START Provided records

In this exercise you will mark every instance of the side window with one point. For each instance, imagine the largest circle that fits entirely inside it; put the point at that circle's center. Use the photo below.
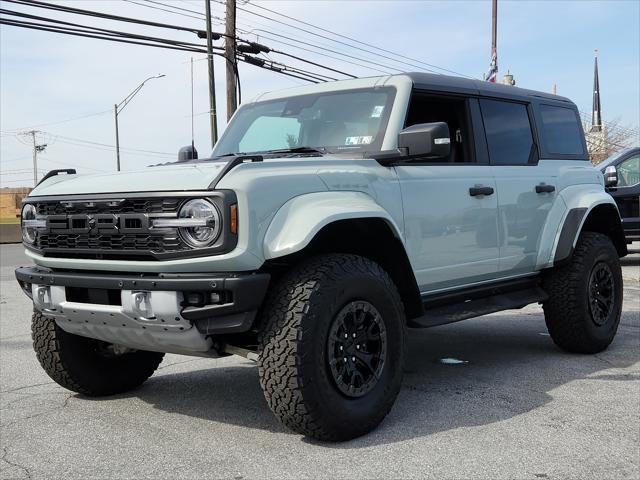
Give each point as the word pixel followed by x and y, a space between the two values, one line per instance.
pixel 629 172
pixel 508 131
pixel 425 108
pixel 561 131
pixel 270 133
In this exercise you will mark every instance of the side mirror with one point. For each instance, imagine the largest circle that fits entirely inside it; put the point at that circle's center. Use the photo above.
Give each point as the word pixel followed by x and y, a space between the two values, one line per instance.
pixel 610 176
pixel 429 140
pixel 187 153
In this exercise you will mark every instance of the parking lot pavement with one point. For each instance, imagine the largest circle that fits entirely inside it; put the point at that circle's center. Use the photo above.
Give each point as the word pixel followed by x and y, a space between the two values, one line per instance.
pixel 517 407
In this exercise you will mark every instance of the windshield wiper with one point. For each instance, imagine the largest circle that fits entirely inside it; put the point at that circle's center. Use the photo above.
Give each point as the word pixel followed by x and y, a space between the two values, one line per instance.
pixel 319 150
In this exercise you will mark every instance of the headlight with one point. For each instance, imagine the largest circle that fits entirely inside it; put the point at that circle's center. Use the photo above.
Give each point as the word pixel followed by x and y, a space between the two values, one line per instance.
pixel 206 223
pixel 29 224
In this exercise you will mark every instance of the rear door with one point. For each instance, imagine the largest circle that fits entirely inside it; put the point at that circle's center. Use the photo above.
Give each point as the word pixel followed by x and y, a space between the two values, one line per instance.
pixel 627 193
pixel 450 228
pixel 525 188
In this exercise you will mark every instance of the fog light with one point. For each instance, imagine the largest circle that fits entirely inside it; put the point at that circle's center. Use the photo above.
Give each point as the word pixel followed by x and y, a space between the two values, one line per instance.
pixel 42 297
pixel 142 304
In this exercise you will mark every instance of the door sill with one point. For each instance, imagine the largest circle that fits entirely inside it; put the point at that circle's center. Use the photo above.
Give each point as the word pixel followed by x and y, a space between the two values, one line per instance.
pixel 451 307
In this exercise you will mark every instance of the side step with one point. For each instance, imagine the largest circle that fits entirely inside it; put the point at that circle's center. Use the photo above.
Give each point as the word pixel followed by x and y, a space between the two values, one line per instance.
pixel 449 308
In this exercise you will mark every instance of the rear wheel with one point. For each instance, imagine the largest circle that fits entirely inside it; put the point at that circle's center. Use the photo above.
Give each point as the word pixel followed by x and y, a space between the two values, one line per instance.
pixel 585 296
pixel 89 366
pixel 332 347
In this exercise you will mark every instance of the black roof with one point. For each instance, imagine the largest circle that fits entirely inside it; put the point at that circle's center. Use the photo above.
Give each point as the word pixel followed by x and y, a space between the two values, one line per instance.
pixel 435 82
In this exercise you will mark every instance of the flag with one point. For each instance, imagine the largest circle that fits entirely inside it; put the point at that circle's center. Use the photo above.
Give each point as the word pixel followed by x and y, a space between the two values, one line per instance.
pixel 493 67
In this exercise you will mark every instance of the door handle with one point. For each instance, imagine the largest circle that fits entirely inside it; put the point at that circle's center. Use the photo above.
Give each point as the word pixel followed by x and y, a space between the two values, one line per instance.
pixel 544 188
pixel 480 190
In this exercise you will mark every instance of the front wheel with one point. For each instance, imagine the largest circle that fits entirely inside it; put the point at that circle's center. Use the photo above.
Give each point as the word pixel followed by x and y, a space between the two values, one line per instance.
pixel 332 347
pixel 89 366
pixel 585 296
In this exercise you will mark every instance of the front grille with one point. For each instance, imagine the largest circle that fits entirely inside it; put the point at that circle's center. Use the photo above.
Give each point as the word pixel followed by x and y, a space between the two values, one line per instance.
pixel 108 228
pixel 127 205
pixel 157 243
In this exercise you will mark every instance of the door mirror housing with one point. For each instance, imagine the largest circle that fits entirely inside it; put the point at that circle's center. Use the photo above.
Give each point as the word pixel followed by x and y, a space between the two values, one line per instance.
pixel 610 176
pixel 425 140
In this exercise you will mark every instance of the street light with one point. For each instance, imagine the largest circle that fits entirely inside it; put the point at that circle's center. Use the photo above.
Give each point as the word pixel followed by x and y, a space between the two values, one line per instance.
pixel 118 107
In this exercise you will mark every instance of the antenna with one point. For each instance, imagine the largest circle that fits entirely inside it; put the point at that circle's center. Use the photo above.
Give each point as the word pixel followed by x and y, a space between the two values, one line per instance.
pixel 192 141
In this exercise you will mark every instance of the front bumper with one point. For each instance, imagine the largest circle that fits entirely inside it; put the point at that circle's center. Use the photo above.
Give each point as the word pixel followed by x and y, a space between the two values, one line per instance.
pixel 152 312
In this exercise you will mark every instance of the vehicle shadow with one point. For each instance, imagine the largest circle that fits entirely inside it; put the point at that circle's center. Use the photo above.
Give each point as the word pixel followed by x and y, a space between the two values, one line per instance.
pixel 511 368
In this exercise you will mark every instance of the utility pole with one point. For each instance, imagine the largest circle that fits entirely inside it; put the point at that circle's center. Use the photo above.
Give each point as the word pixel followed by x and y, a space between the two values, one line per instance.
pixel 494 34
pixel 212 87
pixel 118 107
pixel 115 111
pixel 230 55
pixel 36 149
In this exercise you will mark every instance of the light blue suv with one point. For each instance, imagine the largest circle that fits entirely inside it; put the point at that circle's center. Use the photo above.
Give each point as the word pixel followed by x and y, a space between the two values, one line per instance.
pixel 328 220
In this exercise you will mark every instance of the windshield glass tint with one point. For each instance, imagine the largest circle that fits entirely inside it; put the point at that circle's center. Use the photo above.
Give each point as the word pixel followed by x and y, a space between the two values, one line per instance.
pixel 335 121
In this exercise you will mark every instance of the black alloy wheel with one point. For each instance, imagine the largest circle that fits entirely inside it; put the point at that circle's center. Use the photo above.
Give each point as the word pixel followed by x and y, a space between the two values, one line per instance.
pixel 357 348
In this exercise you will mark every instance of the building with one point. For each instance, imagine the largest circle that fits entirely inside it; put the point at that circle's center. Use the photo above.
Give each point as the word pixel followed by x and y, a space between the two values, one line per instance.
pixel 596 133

END Provided records
START Provided records

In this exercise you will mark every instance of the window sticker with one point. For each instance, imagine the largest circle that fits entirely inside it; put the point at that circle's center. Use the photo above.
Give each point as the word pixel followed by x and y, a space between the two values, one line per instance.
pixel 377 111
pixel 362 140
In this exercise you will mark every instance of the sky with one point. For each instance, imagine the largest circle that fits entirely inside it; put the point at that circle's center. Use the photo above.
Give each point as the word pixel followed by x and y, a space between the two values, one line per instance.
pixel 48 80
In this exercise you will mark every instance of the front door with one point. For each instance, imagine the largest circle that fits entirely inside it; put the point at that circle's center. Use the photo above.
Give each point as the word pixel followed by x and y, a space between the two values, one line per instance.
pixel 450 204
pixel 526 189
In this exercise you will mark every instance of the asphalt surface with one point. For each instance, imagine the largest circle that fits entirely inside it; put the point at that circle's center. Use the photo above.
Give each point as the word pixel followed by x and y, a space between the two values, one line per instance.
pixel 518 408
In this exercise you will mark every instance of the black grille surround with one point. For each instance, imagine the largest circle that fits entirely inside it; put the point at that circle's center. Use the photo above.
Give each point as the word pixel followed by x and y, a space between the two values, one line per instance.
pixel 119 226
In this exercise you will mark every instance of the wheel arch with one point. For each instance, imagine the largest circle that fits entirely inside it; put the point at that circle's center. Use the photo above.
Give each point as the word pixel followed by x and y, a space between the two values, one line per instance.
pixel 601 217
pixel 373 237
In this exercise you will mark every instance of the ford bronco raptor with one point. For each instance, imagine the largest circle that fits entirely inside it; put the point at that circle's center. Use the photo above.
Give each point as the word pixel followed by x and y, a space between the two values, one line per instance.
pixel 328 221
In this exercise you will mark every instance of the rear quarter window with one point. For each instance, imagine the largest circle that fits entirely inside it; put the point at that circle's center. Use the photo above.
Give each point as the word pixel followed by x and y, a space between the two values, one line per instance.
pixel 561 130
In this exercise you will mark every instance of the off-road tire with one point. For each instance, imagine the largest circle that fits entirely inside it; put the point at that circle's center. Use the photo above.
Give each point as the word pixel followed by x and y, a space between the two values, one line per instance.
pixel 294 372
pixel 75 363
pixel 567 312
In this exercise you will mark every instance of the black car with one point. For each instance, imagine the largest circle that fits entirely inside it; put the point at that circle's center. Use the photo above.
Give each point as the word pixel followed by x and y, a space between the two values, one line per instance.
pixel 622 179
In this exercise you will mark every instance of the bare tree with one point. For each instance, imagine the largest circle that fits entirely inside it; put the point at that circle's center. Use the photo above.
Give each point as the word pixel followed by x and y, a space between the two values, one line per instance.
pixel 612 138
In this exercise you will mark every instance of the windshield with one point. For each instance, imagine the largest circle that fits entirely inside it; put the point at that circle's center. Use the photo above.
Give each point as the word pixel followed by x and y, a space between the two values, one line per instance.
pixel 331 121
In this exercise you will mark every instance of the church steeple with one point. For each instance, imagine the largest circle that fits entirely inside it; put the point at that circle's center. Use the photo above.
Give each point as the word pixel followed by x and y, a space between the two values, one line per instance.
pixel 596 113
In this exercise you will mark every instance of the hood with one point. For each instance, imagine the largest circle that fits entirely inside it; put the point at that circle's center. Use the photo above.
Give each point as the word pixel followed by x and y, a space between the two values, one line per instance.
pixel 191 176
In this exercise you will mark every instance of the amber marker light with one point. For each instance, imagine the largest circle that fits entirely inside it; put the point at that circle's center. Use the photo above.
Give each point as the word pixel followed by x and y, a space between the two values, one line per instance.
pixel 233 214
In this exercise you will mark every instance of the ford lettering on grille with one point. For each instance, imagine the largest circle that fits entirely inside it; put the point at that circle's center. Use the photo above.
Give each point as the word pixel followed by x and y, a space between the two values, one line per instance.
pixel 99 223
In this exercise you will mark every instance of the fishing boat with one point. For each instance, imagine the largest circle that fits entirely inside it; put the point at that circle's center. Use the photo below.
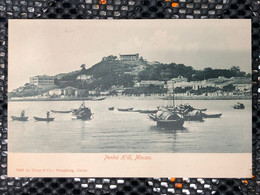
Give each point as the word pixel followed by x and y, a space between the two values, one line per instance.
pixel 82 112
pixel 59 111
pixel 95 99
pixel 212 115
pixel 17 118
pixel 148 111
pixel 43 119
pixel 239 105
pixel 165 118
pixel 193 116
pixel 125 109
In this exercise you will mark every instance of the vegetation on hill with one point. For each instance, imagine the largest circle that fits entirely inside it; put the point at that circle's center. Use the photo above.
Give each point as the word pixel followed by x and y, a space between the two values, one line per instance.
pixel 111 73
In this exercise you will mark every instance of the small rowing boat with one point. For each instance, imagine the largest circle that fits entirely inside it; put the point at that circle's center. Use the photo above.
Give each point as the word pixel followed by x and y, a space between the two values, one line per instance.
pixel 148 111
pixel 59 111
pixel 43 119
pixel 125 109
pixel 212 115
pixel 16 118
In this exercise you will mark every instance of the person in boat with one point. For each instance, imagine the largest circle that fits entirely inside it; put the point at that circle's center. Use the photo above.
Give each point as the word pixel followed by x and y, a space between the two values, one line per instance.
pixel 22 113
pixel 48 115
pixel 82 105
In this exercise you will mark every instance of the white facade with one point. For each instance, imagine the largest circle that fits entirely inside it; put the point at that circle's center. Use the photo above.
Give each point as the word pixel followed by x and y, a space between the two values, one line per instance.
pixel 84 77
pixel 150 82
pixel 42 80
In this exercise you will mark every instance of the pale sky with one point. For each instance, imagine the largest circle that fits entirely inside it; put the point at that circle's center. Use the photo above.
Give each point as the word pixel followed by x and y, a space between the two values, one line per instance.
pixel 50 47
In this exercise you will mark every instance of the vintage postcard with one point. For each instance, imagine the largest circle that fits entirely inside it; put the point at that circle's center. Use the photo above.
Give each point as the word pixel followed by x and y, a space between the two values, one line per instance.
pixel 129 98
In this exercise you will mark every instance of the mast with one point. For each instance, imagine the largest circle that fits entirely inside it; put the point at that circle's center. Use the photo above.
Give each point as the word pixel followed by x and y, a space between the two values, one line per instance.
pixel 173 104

END Provided records

### Task prompt
Copy out only the lines above from the one with "In this exercise you will mark every instance of the sky" to the one with "the front door", inclusive, exactly as they stand.

### Exercise result
In this exercise you will mark every instance of the sky with one point. For each instance, imagine the largest circle that fits entirely inside it; put the point at that circle's center. Use the photo above.
Give each point as the word pixel followed by x and y, a space between the two values, one line per instance.
pixel 48 80
In this exercise you will mark every instance of the front door with one point. For each instance, imagine the largest circle that fits entirely inside it; put the point at that circle's center. Use the photo above.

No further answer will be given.